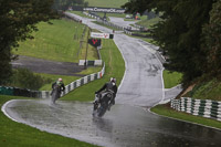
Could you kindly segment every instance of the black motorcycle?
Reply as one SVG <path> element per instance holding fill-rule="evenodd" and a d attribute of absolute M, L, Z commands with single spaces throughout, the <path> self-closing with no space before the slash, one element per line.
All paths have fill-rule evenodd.
<path fill-rule="evenodd" d="M 93 108 L 93 116 L 102 117 L 107 109 L 110 109 L 112 98 L 114 98 L 113 92 L 104 92 L 101 94 L 95 94 L 95 102 Z"/>
<path fill-rule="evenodd" d="M 51 95 L 52 95 L 52 103 L 55 104 L 55 101 L 59 99 L 59 97 L 60 97 L 60 87 L 59 87 L 59 85 L 54 85 Z"/>

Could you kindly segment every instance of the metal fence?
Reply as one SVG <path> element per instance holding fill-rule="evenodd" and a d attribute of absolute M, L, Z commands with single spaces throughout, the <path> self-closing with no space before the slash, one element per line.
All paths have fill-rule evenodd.
<path fill-rule="evenodd" d="M 71 84 L 65 86 L 65 91 L 62 93 L 61 96 L 64 96 L 65 94 L 70 93 L 71 91 L 85 85 L 92 81 L 102 78 L 105 73 L 105 63 L 103 65 L 102 71 L 97 73 L 93 73 L 90 75 L 86 75 L 80 80 L 76 80 L 72 82 Z M 14 96 L 25 96 L 25 97 L 36 97 L 36 98 L 49 98 L 51 97 L 51 91 L 31 91 L 27 88 L 18 88 L 18 87 L 6 87 L 0 86 L 0 94 L 2 95 L 14 95 Z"/>
<path fill-rule="evenodd" d="M 171 99 L 170 107 L 196 116 L 221 120 L 221 102 L 181 97 L 180 99 Z"/>

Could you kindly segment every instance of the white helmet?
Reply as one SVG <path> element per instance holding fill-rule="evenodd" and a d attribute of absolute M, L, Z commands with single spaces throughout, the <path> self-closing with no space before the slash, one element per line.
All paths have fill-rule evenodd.
<path fill-rule="evenodd" d="M 110 77 L 109 81 L 116 83 L 116 78 L 115 77 Z"/>
<path fill-rule="evenodd" d="M 59 78 L 59 82 L 62 82 L 62 78 Z"/>

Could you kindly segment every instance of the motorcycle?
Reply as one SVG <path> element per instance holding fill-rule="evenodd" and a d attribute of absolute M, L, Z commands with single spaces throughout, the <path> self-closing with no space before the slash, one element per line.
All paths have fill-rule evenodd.
<path fill-rule="evenodd" d="M 59 99 L 59 97 L 60 97 L 60 87 L 59 87 L 59 85 L 54 85 L 51 95 L 52 95 L 52 103 L 55 104 L 55 101 Z"/>
<path fill-rule="evenodd" d="M 104 116 L 106 111 L 110 109 L 112 98 L 114 98 L 113 92 L 104 92 L 102 94 L 95 94 L 93 116 L 98 116 L 98 117 Z"/>

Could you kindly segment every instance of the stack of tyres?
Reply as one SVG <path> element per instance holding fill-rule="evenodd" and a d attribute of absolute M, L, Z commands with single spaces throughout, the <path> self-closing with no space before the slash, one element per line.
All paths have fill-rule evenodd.
<path fill-rule="evenodd" d="M 1 95 L 13 95 L 13 87 L 0 86 L 0 94 Z"/>

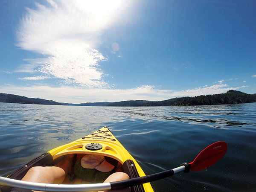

——

*WHAT TO WORK ON*: Rewrite every one of the entries above, replacing "segment" with "outline" and keeping everything else unchanged. Omit the pictures from your answer.

*REPLY TO THE TASK*:
Could you kindly outline every instance of the black motorcycle?
Reply as one SVG <path> element per instance holding fill-rule="evenodd" and a d attribute of absolute M, L, Z commands with single spaces throughout, the <path> self-closing with no space before the slash, one element per line.
All paths have fill-rule evenodd.
<path fill-rule="evenodd" d="M 93 108 L 93 116 L 102 117 L 107 109 L 110 109 L 112 98 L 114 98 L 113 92 L 104 92 L 101 94 L 95 94 L 95 102 Z"/>
<path fill-rule="evenodd" d="M 51 95 L 52 95 L 52 103 L 55 104 L 55 101 L 59 99 L 59 97 L 60 97 L 60 87 L 59 87 L 59 85 L 54 85 Z"/>

Could you kindly outline every instance of the metal fence?
Reply as one SVG <path> element per instance holding fill-rule="evenodd" and a d attribute of absolute M, L, Z commands with single spaces throughout, the <path> self-closing with no space before the slash, one element per line.
All paths have fill-rule evenodd.
<path fill-rule="evenodd" d="M 71 84 L 65 86 L 65 91 L 62 93 L 61 96 L 64 96 L 65 94 L 70 93 L 71 91 L 85 85 L 92 81 L 102 78 L 105 73 L 105 63 L 103 65 L 102 71 L 97 73 L 93 73 L 90 75 L 86 75 L 80 80 L 76 80 L 72 82 Z M 14 96 L 25 96 L 25 97 L 36 97 L 36 98 L 49 98 L 51 97 L 51 91 L 31 91 L 27 88 L 18 88 L 18 87 L 6 87 L 0 86 L 0 94 L 2 95 L 14 95 Z"/>
<path fill-rule="evenodd" d="M 171 99 L 170 107 L 196 116 L 221 120 L 221 102 L 181 97 L 180 99 Z"/>

Could you kindly outline every instance of the white helmet?
Reply as one SVG <path> element per instance holding fill-rule="evenodd" and a d attribute of absolute M, L, Z commands with single spaces throughout, the <path> self-closing with no space before the slash, one element per line.
All paths have fill-rule evenodd.
<path fill-rule="evenodd" d="M 110 77 L 109 81 L 116 83 L 116 78 L 115 77 Z"/>
<path fill-rule="evenodd" d="M 59 78 L 59 82 L 62 82 L 62 78 Z"/>

Could you kindly outline every instance of the motorcycle?
Reply as one SVG <path> element per instance holding fill-rule="evenodd" and a d attribute of absolute M, L, Z commands with single spaces throughout, the <path> self-closing with no space before the slash, one element per line.
All paths have fill-rule evenodd.
<path fill-rule="evenodd" d="M 59 99 L 59 97 L 60 97 L 60 87 L 59 87 L 59 85 L 54 85 L 51 95 L 52 95 L 52 103 L 55 104 L 55 101 Z"/>
<path fill-rule="evenodd" d="M 104 116 L 106 111 L 110 109 L 112 98 L 114 98 L 113 92 L 104 92 L 102 94 L 95 94 L 93 116 L 98 116 L 98 117 Z"/>

Could you kindly outline every instance of the stack of tyres?
Reply as one SVG <path> element per instance holding fill-rule="evenodd" and a d attribute of absolute M, L, Z commands with single spaces throughout, the <path> self-closing with no space before the slash, one element per line.
All paths have fill-rule evenodd.
<path fill-rule="evenodd" d="M 1 95 L 13 95 L 13 87 L 0 86 L 0 94 Z"/>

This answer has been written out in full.